- _AIM OF THE EXERCISE_: Return the items below word for word, starting at the very first line and stopping after the line that contains "POLYGON ((452 545, 475".

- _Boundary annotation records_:
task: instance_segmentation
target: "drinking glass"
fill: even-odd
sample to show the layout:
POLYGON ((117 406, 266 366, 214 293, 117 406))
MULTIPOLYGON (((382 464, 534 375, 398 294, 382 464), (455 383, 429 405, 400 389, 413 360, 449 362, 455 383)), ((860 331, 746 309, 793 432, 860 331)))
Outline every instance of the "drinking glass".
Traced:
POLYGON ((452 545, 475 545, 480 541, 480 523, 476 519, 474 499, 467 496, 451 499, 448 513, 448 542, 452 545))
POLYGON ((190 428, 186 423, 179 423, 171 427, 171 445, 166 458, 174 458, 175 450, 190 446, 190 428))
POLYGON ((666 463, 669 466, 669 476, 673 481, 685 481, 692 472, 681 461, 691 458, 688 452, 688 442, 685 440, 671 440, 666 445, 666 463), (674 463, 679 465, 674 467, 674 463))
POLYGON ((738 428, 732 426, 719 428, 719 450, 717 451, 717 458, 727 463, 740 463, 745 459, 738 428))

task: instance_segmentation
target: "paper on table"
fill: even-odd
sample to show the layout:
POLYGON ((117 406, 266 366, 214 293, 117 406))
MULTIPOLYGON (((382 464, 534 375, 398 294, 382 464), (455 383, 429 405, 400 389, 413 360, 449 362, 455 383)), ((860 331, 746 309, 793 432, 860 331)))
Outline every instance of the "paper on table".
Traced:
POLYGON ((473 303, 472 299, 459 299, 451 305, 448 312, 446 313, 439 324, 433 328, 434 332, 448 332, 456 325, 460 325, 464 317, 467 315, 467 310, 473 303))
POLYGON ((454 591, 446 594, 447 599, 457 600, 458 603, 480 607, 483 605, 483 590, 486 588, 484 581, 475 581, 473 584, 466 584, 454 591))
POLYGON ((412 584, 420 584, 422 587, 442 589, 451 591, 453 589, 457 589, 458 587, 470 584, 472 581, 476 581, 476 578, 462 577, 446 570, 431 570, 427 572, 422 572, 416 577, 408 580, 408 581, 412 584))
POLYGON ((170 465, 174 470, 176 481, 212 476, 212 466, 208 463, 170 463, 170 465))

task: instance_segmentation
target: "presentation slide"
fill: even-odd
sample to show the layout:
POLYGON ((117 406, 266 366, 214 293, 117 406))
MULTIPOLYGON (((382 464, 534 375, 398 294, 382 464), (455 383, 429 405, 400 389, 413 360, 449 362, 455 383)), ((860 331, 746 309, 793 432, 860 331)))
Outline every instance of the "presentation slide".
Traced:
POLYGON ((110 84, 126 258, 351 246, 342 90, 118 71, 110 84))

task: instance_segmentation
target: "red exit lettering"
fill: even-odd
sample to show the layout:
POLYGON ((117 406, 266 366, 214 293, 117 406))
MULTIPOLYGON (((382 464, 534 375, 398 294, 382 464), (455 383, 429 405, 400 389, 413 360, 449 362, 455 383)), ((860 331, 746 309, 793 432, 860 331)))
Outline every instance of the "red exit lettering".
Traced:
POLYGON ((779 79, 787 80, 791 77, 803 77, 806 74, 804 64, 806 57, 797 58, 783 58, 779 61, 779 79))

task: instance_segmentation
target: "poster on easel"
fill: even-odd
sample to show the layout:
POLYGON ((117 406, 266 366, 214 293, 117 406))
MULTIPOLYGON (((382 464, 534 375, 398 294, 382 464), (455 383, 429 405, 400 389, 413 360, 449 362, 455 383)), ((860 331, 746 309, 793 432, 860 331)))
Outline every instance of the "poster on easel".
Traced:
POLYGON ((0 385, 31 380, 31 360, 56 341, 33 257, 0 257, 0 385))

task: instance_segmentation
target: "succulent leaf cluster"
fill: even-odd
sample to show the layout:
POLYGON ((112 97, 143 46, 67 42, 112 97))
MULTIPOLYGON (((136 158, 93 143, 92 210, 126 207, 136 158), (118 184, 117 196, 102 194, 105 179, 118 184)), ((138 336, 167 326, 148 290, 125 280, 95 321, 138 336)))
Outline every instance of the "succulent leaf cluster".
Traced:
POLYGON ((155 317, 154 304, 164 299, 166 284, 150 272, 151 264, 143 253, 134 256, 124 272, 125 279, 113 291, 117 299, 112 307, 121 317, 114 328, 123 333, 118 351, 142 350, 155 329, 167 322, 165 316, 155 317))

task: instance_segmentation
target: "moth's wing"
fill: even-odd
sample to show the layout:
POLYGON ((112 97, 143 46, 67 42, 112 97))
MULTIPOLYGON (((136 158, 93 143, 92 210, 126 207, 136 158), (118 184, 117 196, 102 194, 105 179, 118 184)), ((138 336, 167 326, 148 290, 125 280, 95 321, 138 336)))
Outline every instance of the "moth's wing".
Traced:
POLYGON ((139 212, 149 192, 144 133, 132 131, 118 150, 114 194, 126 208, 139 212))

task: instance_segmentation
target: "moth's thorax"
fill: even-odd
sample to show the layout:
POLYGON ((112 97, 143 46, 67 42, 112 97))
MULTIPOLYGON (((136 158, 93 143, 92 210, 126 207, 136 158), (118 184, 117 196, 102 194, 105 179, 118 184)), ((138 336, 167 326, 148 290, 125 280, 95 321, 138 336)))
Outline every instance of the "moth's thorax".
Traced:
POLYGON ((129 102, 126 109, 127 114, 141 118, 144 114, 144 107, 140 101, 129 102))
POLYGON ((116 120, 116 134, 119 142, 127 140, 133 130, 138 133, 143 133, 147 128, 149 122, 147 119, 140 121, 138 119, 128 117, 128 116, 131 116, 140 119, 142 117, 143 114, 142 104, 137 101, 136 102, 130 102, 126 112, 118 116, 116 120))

- _ANSWER FOR THE TASK_:
task: instance_segmentation
target: "drinking glass"
fill: even-odd
sample to show the layout:
POLYGON ((117 406, 266 366, 214 293, 117 406))
MULTIPOLYGON (((382 464, 534 375, 398 294, 382 464), (455 383, 429 405, 400 389, 413 360, 449 362, 455 383)), ((860 331, 746 309, 793 432, 860 331)))
Outline every instance of the "drinking glass".
Traced:
POLYGON ((452 545, 475 545, 480 541, 480 523, 476 519, 474 499, 467 496, 451 499, 448 513, 448 542, 452 545))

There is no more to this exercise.